Page excerpt ▸
>> start
Sunday Morning Subtle But Obvious Organized Self Abuse Swim Club

I have a lot of memories, I seem to not be able to shut up the monkey mind, I over analyze. I now get to do all that while learning to type.

Monday, January 15, 2007

OK ladies

I gotta tell you, while I love you all lots, I simply can’t do this “let’s do lunch” thing that turns into 4 -6 hours of mucking about due to issues with your kids, husbands/SO’s, your unorganized life or whatever the drama of the day happens to be.

First and foremost - Dudettes please realize, I’m diabetic and on insulin. When I plan lunch at 1:00pm I need to be eating very close to that time. Please do not give me attitude when I’m starting to get really grouchy and cranky around a quarter to 3 when you haven’t managed to get your shit together yet to actually sit down at the restaurant yet.

Which is another issue - that I’m a little over being the wait staffs least favourite customer ever because of needing to be seated at the very end of lunch. You then want to draw it out for ages because you don’t want to go home to the chaos.
When the staff is giving us the constant fisheye, I’m not really having fun anymore.
>> end
Given data ▸
>> start
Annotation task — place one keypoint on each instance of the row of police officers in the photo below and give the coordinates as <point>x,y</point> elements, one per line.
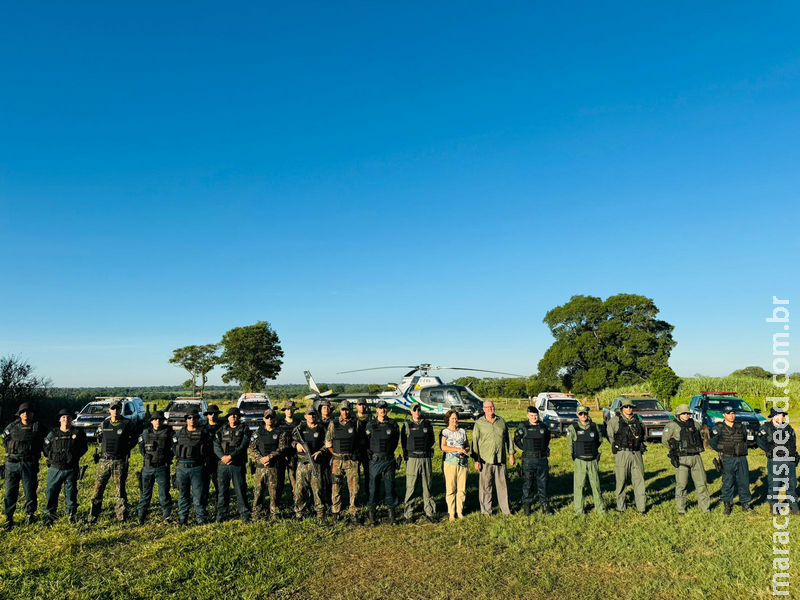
>> end
Write out the passage from the blog post word for word, beginning at the words "First and foremost" and stopping after "having fun anymore.". The lines play no part in this work.

First and foremost - Dudettes please realize, I’m diabetic and on insulin. When I plan lunch at 1:00pm I need to be eating very close to that time. Please do not give me attitude when I’m starting to get really grouchy and cranky around a quarter to 3 when you haven’t managed to get your shit together yet to actually sit down at the restaurant yet.

Which is another issue - that I’m a little over being the wait staffs least favourite customer ever because of needing to be seated at the very end of lunch. You then want to draw it out for ages because you don’t want to go home to the chaos.
When the staff is giving us the constant fisheye, I’m not really having fun anymore.